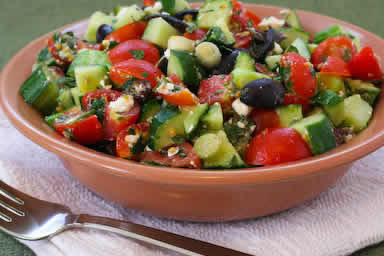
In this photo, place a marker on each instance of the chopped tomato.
(300, 75)
(334, 66)
(213, 90)
(198, 34)
(292, 99)
(366, 65)
(80, 127)
(132, 149)
(264, 118)
(185, 157)
(134, 49)
(130, 31)
(275, 146)
(339, 46)
(107, 95)
(115, 122)
(139, 69)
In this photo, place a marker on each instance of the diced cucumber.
(186, 67)
(273, 61)
(367, 91)
(245, 61)
(97, 19)
(89, 57)
(40, 92)
(127, 15)
(318, 132)
(212, 10)
(289, 115)
(242, 77)
(357, 112)
(149, 110)
(193, 117)
(207, 145)
(331, 82)
(300, 47)
(174, 6)
(214, 119)
(292, 34)
(165, 126)
(225, 157)
(158, 32)
(90, 78)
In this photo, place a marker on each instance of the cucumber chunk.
(214, 119)
(357, 113)
(193, 117)
(300, 47)
(245, 61)
(97, 19)
(127, 15)
(40, 92)
(242, 77)
(207, 145)
(225, 157)
(212, 10)
(174, 6)
(90, 78)
(89, 57)
(158, 32)
(318, 132)
(149, 110)
(289, 115)
(292, 34)
(186, 67)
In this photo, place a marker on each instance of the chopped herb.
(137, 54)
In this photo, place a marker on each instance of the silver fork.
(28, 218)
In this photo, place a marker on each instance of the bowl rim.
(135, 170)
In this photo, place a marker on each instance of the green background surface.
(24, 20)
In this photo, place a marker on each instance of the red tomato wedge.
(188, 160)
(302, 78)
(116, 122)
(339, 46)
(335, 66)
(84, 130)
(128, 32)
(139, 69)
(123, 147)
(275, 146)
(366, 65)
(134, 49)
(108, 95)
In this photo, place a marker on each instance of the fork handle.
(177, 243)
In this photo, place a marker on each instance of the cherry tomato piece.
(130, 31)
(188, 159)
(366, 65)
(139, 69)
(275, 146)
(134, 49)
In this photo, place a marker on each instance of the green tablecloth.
(22, 21)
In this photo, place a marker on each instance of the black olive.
(102, 32)
(263, 93)
(180, 25)
(180, 15)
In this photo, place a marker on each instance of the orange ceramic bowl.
(195, 195)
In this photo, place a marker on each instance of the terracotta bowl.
(193, 195)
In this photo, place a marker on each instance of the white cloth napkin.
(347, 217)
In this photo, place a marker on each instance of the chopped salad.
(211, 88)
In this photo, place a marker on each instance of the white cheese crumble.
(272, 21)
(241, 108)
(122, 104)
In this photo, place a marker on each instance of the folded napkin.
(341, 220)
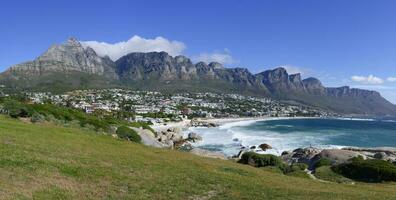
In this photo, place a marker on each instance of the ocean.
(289, 134)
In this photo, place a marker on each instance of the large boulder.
(265, 146)
(194, 137)
(336, 156)
(301, 155)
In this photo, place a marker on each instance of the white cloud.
(220, 57)
(391, 79)
(291, 69)
(372, 80)
(136, 44)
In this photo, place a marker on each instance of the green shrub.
(128, 134)
(298, 166)
(322, 162)
(293, 168)
(372, 170)
(16, 109)
(260, 160)
(36, 117)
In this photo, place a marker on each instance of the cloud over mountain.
(136, 44)
(371, 79)
(223, 57)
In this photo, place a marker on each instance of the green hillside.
(44, 161)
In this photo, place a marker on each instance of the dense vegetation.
(101, 122)
(371, 170)
(275, 162)
(44, 161)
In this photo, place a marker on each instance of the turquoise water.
(289, 134)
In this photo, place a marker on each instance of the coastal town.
(145, 106)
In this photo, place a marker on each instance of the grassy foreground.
(51, 162)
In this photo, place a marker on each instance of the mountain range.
(73, 66)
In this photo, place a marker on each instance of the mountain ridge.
(71, 65)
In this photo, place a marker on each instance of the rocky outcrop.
(169, 137)
(208, 154)
(160, 71)
(311, 156)
(198, 123)
(68, 57)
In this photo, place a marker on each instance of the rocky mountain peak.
(72, 41)
(216, 65)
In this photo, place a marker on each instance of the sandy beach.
(185, 124)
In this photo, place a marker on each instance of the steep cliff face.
(70, 64)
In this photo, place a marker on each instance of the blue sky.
(341, 42)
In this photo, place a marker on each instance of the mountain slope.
(44, 161)
(71, 66)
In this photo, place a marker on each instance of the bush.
(260, 160)
(322, 162)
(36, 117)
(128, 134)
(367, 170)
(293, 168)
(298, 166)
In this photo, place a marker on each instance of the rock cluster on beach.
(197, 123)
(312, 155)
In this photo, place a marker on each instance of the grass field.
(51, 162)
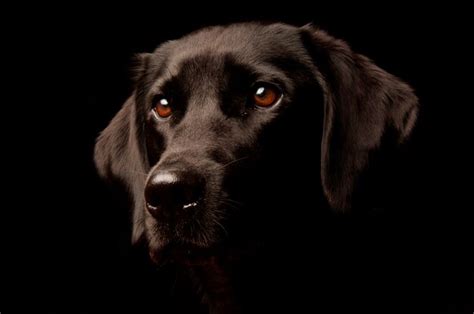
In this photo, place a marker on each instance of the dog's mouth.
(185, 254)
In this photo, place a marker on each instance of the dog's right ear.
(119, 153)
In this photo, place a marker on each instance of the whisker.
(233, 161)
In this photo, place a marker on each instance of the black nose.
(169, 192)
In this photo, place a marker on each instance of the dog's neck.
(215, 282)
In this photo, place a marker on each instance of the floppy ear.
(119, 156)
(361, 102)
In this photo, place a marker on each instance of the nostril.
(169, 191)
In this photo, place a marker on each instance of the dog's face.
(224, 124)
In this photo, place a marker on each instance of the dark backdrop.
(68, 235)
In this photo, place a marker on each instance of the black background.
(68, 240)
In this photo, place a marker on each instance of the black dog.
(234, 134)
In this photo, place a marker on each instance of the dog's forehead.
(250, 41)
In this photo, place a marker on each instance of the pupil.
(260, 91)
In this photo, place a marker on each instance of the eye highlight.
(162, 107)
(265, 95)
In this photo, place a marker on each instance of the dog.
(234, 134)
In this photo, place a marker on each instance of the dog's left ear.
(361, 102)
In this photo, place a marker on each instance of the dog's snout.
(168, 192)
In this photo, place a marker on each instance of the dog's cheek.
(155, 144)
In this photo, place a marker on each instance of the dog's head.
(227, 120)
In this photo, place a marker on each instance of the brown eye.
(266, 95)
(162, 108)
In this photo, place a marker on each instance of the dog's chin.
(179, 252)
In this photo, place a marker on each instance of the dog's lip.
(184, 254)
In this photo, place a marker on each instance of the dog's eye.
(162, 107)
(266, 95)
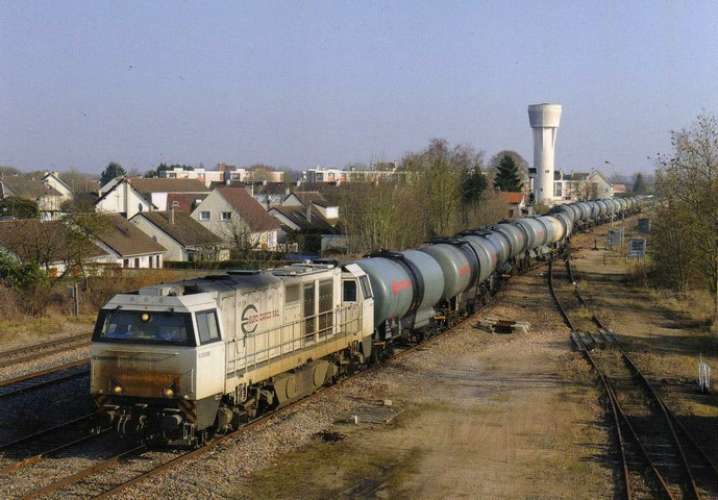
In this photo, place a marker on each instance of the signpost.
(637, 248)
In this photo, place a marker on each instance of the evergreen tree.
(639, 185)
(507, 177)
(111, 171)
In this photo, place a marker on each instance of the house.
(184, 238)
(270, 194)
(37, 189)
(309, 229)
(236, 217)
(619, 188)
(128, 246)
(46, 243)
(311, 198)
(185, 202)
(201, 174)
(515, 203)
(581, 186)
(603, 188)
(53, 180)
(309, 220)
(118, 196)
(157, 190)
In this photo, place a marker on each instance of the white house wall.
(123, 199)
(175, 251)
(215, 204)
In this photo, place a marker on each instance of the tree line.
(443, 191)
(685, 227)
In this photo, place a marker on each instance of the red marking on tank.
(398, 286)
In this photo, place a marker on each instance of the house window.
(350, 291)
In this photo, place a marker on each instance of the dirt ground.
(503, 416)
(480, 415)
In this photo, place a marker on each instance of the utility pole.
(715, 275)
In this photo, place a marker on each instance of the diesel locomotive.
(177, 362)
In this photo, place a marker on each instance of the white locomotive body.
(174, 361)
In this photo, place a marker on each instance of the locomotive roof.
(234, 280)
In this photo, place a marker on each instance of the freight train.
(177, 362)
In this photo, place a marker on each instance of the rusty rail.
(671, 421)
(26, 353)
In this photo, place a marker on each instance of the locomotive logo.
(251, 317)
(249, 320)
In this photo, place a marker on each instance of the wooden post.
(76, 299)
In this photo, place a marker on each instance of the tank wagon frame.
(176, 362)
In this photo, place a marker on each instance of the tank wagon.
(176, 362)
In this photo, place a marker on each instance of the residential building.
(128, 246)
(53, 180)
(205, 176)
(236, 217)
(307, 219)
(118, 196)
(184, 238)
(306, 199)
(185, 202)
(515, 203)
(338, 177)
(157, 190)
(619, 188)
(38, 189)
(581, 186)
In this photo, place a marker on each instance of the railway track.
(43, 378)
(40, 350)
(96, 480)
(658, 455)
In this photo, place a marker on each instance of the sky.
(300, 84)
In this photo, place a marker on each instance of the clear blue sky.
(306, 83)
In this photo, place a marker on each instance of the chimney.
(172, 212)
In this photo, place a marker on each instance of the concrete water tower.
(544, 119)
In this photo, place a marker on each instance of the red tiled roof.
(249, 209)
(126, 239)
(185, 202)
(511, 197)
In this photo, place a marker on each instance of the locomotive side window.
(350, 291)
(207, 326)
(366, 288)
(291, 294)
(326, 307)
(310, 320)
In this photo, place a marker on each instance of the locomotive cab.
(147, 355)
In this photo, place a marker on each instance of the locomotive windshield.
(144, 327)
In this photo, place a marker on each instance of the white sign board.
(637, 248)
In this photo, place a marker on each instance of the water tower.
(544, 119)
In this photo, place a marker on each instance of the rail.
(621, 419)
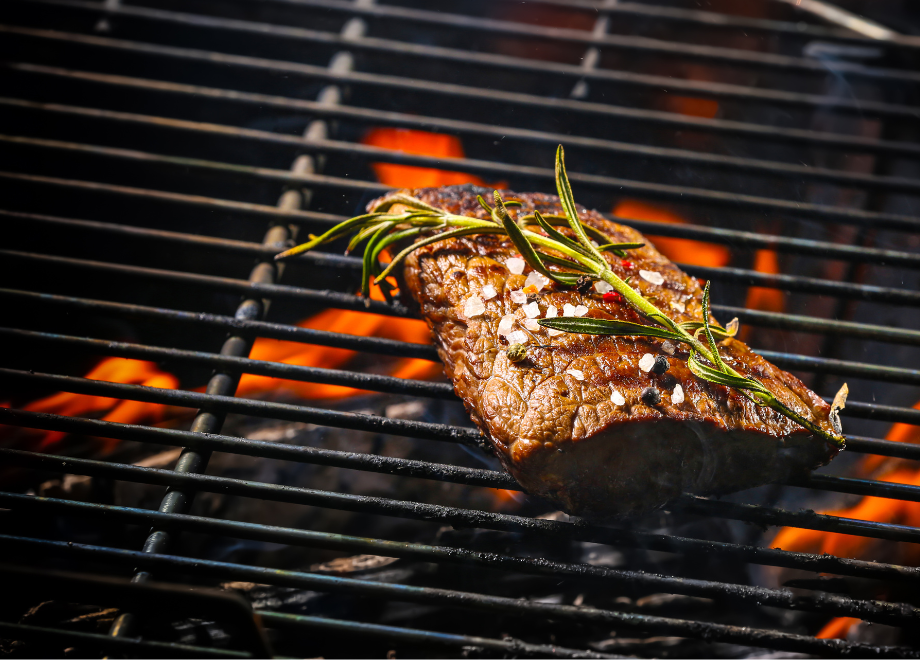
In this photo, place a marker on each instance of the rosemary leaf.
(589, 326)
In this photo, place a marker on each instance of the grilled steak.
(602, 426)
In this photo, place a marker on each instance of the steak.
(602, 426)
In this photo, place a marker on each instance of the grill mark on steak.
(563, 437)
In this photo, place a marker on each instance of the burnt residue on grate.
(156, 155)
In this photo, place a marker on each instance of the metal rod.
(633, 581)
(453, 56)
(677, 121)
(714, 54)
(254, 407)
(683, 194)
(421, 511)
(236, 365)
(377, 116)
(381, 383)
(507, 645)
(740, 240)
(141, 648)
(449, 598)
(254, 328)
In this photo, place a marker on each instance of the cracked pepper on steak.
(550, 418)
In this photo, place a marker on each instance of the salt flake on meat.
(473, 307)
(505, 325)
(532, 325)
(576, 374)
(677, 396)
(518, 337)
(537, 280)
(515, 265)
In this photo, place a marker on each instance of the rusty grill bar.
(155, 77)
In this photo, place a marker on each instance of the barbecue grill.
(154, 151)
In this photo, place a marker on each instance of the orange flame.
(115, 370)
(875, 509)
(138, 372)
(424, 144)
(677, 249)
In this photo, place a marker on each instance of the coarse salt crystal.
(532, 325)
(536, 279)
(532, 310)
(473, 307)
(677, 396)
(515, 265)
(576, 374)
(518, 337)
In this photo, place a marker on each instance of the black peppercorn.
(650, 396)
(661, 365)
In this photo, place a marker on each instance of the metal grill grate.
(146, 142)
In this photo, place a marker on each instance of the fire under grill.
(156, 155)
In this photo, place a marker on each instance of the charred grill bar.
(142, 160)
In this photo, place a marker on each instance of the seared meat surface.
(602, 426)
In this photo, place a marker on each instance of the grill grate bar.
(377, 46)
(380, 383)
(479, 24)
(681, 156)
(738, 240)
(472, 477)
(643, 188)
(348, 301)
(375, 116)
(507, 645)
(404, 467)
(654, 117)
(237, 365)
(426, 352)
(877, 611)
(450, 598)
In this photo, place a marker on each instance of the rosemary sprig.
(425, 224)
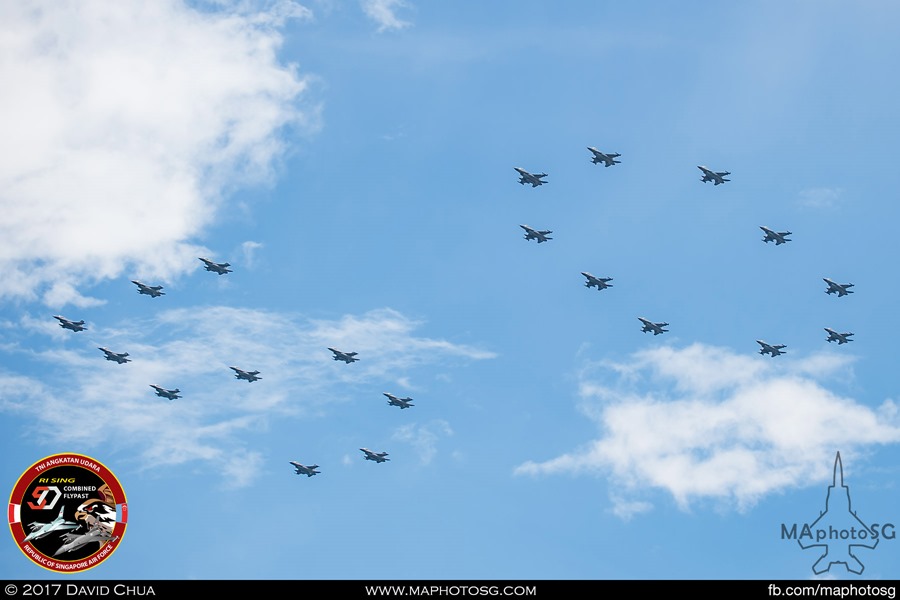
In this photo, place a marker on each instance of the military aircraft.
(39, 530)
(147, 290)
(534, 234)
(604, 158)
(304, 470)
(779, 237)
(115, 356)
(533, 178)
(164, 393)
(770, 349)
(601, 283)
(74, 541)
(401, 402)
(656, 328)
(250, 376)
(840, 338)
(347, 357)
(841, 289)
(220, 268)
(716, 177)
(67, 324)
(376, 456)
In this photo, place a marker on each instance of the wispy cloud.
(383, 13)
(424, 438)
(81, 398)
(125, 124)
(703, 423)
(821, 198)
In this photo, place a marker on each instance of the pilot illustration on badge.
(67, 513)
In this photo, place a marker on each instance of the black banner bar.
(61, 588)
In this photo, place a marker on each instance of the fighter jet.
(347, 357)
(220, 268)
(115, 356)
(604, 158)
(533, 178)
(152, 291)
(840, 338)
(656, 328)
(164, 393)
(39, 530)
(775, 236)
(67, 324)
(250, 376)
(770, 349)
(716, 177)
(304, 470)
(401, 402)
(601, 283)
(534, 234)
(376, 456)
(841, 289)
(74, 541)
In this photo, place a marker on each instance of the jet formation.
(164, 393)
(601, 283)
(717, 177)
(347, 357)
(650, 326)
(154, 291)
(214, 267)
(535, 179)
(602, 157)
(74, 541)
(841, 289)
(67, 324)
(376, 456)
(401, 402)
(249, 376)
(779, 237)
(302, 469)
(769, 349)
(119, 357)
(39, 530)
(840, 338)
(534, 234)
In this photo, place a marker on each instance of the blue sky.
(353, 161)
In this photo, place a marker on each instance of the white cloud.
(703, 423)
(124, 125)
(382, 12)
(424, 438)
(249, 249)
(81, 399)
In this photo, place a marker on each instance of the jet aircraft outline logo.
(838, 532)
(81, 526)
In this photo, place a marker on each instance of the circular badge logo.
::::
Everything from the line containing "the military aircraft." through the final line of the listing, inclusive, must be reproduced exactly; leave out the rest.

In this photo, place a marker on each instance of the military aircraft.
(39, 530)
(147, 290)
(534, 234)
(604, 158)
(304, 470)
(779, 237)
(115, 356)
(533, 178)
(164, 393)
(770, 349)
(601, 283)
(74, 541)
(401, 402)
(656, 328)
(250, 376)
(840, 338)
(347, 357)
(841, 289)
(220, 268)
(716, 177)
(67, 324)
(376, 456)
In this photo, place a marker on each instance of the wispy cloud.
(383, 13)
(424, 438)
(81, 398)
(125, 124)
(703, 423)
(821, 198)
In this photo, place a marker on each instance of the pilot illustration on badge.
(67, 513)
In this photo, place a marker on each instance of the black banner bar.
(61, 588)
In this photo, place a marker on each instance of the fighter jet.
(347, 357)
(220, 268)
(115, 356)
(604, 158)
(533, 178)
(152, 291)
(840, 338)
(656, 328)
(164, 393)
(39, 530)
(775, 236)
(67, 324)
(250, 376)
(770, 349)
(716, 177)
(304, 470)
(401, 402)
(601, 283)
(534, 234)
(376, 456)
(841, 289)
(74, 541)
In this photo, place a marker on each instance of the jet formation.
(164, 393)
(601, 283)
(717, 177)
(347, 357)
(650, 326)
(154, 291)
(214, 267)
(535, 179)
(602, 157)
(74, 541)
(841, 289)
(67, 324)
(376, 456)
(401, 402)
(249, 376)
(779, 237)
(302, 469)
(769, 349)
(119, 357)
(39, 530)
(840, 338)
(534, 234)
In this photo, place a marker on each instance of the blue sky.
(353, 161)
In this photo, place a marker on each instance of the white cloud.
(703, 423)
(124, 125)
(382, 12)
(424, 438)
(249, 249)
(81, 399)
In this photo, place a marker on each instance of the jet aircraft outline logo.
(838, 532)
(81, 526)
In this photo, place a marker on each instance of the circular badge logo.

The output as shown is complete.